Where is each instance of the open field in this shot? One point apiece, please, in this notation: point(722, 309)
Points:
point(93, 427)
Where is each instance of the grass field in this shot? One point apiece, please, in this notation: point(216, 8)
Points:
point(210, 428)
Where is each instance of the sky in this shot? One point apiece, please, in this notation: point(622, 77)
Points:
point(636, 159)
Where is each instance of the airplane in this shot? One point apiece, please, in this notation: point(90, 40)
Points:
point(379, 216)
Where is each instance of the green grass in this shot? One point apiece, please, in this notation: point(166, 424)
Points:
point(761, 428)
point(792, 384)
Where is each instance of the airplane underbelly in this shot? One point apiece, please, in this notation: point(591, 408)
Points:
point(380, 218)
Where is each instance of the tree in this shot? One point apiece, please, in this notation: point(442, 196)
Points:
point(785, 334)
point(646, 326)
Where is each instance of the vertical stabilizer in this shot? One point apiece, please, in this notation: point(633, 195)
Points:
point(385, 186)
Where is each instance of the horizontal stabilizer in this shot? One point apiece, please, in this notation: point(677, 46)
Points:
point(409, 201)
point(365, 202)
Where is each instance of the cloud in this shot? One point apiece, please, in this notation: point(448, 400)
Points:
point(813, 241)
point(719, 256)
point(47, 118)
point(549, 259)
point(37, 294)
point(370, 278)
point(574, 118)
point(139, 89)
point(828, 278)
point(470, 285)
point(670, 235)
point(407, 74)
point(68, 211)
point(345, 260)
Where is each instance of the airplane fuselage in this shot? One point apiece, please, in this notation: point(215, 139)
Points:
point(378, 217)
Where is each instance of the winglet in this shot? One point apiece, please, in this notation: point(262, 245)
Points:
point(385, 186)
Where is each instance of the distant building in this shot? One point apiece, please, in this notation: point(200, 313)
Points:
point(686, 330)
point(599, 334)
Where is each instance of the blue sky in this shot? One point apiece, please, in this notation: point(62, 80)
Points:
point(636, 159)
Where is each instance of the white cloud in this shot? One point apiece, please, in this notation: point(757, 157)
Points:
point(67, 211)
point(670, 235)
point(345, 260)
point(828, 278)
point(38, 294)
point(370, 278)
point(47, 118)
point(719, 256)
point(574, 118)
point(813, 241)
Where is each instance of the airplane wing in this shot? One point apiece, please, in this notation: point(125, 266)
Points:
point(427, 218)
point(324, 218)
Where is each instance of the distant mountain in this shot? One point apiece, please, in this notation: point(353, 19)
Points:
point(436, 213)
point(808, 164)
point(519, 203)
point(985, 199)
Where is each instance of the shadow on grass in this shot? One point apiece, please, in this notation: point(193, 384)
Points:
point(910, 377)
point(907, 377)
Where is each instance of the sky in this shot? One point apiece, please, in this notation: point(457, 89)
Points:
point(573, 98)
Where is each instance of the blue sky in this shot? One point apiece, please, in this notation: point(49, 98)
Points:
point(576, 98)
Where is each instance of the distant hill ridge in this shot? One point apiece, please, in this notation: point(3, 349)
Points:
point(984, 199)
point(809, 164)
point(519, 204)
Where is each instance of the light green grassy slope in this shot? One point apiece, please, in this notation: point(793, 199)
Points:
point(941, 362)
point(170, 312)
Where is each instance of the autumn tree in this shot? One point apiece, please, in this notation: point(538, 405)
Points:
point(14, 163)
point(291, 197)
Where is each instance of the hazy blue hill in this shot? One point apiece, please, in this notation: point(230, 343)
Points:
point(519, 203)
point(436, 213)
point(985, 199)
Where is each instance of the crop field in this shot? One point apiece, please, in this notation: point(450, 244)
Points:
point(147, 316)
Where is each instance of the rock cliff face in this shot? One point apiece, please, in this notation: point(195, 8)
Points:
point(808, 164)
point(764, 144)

## Task to complete
Rewrite all of the data above, changing every "apiece" to "each" and leaving everything else the same.

## The output
Where is each instance of the open field in this shot? One point each, please, in this notation: point(722, 309)
Points:
point(93, 427)
Where is each instance of the grass field in this shot? One point each, please, in this notation: point(216, 8)
Points:
point(210, 428)
Where is each instance of the sky in this shot? One point each, please, in this notation: point(622, 77)
Points:
point(636, 159)
Where is each instance of the airplane in this shot? One point each, please, in this notation: point(90, 40)
Points:
point(379, 216)
Where is each instance of the green grass in this shot? One point each, please, in this notation: point(166, 424)
Points:
point(761, 428)
point(792, 384)
Where is each instance of the airplane underbelly in this shot? One point each, please, in this notation: point(591, 408)
Points:
point(380, 218)
Where is each instance of the tree in this shot? One point each, please, in this notation: point(442, 196)
Points:
point(785, 334)
point(646, 326)
Where is each instance of the vertical stabilizer in this shot? One point each, please, in this notation: point(633, 195)
Points:
point(385, 186)
Where is each instance of the horizontal stabilizer in this shot? One point each, please, in this notation: point(677, 46)
Points:
point(409, 201)
point(365, 202)
Where is each instance of the cloud in this shot? One point each, please, in this notation: point(448, 400)
Points:
point(813, 241)
point(719, 256)
point(47, 118)
point(549, 259)
point(37, 294)
point(370, 278)
point(574, 118)
point(139, 89)
point(828, 278)
point(470, 285)
point(670, 235)
point(407, 74)
point(68, 211)
point(345, 260)
Where is each instance of the airplane fuselage in this shot? One point each, please, in this notation: point(215, 139)
Points:
point(378, 217)
Where is each instance of the winglet in this shot? One point each, please, in this notation: point(262, 245)
Points:
point(385, 186)
Where is each instance of the distant building in this shot? One point each, please, in this notation: point(200, 313)
Points:
point(686, 330)
point(599, 334)
Where is each instance of the blue sky in this shot? One point each, please, in this notation: point(62, 80)
Points:
point(636, 159)
Where is each instance of the white cloud in this shot? One point each, please, in this notation: point(757, 157)
Points:
point(67, 211)
point(670, 235)
point(345, 260)
point(828, 278)
point(38, 294)
point(370, 278)
point(47, 118)
point(719, 256)
point(574, 118)
point(813, 241)
Where is each instance of the airplane wing in this shot? One point each, please, in this notation: point(125, 266)
Points:
point(427, 218)
point(324, 218)
Where is each instance of the distant mountain in this shot? One point each, please, in this notation: point(353, 19)
Points:
point(436, 213)
point(808, 164)
point(519, 203)
point(985, 199)
Where is each instance of the shadow on grass in this shot? One point each, please, in this notation: point(193, 384)
Points:
point(910, 377)
point(907, 377)
Where is each instance of the sky in this shot? One point each, please, in this notation: point(457, 89)
Points:
point(573, 98)
Where is each instance of the blue sky in this shot? One point each, please, in this notation: point(49, 98)
Points:
point(576, 98)
Where is each instance of the distant hill ridge in this shot? One point each, please, in this notation: point(3, 349)
Points:
point(984, 199)
point(809, 164)
point(519, 204)
Where is each instance of the light green grassy slope in this shot? One point each, please, in this notation: point(793, 199)
Points:
point(941, 362)
point(170, 312)
Where is each instance of the autumn tree in this shot? One point each, please, in this notation: point(538, 405)
Points:
point(14, 163)
point(291, 197)
Where is each instance of the hazy blue hill in this shot? One point each, please, in this notation: point(230, 343)
Points:
point(519, 203)
point(436, 213)
point(985, 199)
Where is each instance of the crop field in this shot? One point each, please, in this notation: point(450, 244)
Points:
point(147, 316)
Where is each instance of the rock cliff face in this shot? One point each, please, in this notation: point(195, 8)
Points:
point(808, 164)
point(764, 144)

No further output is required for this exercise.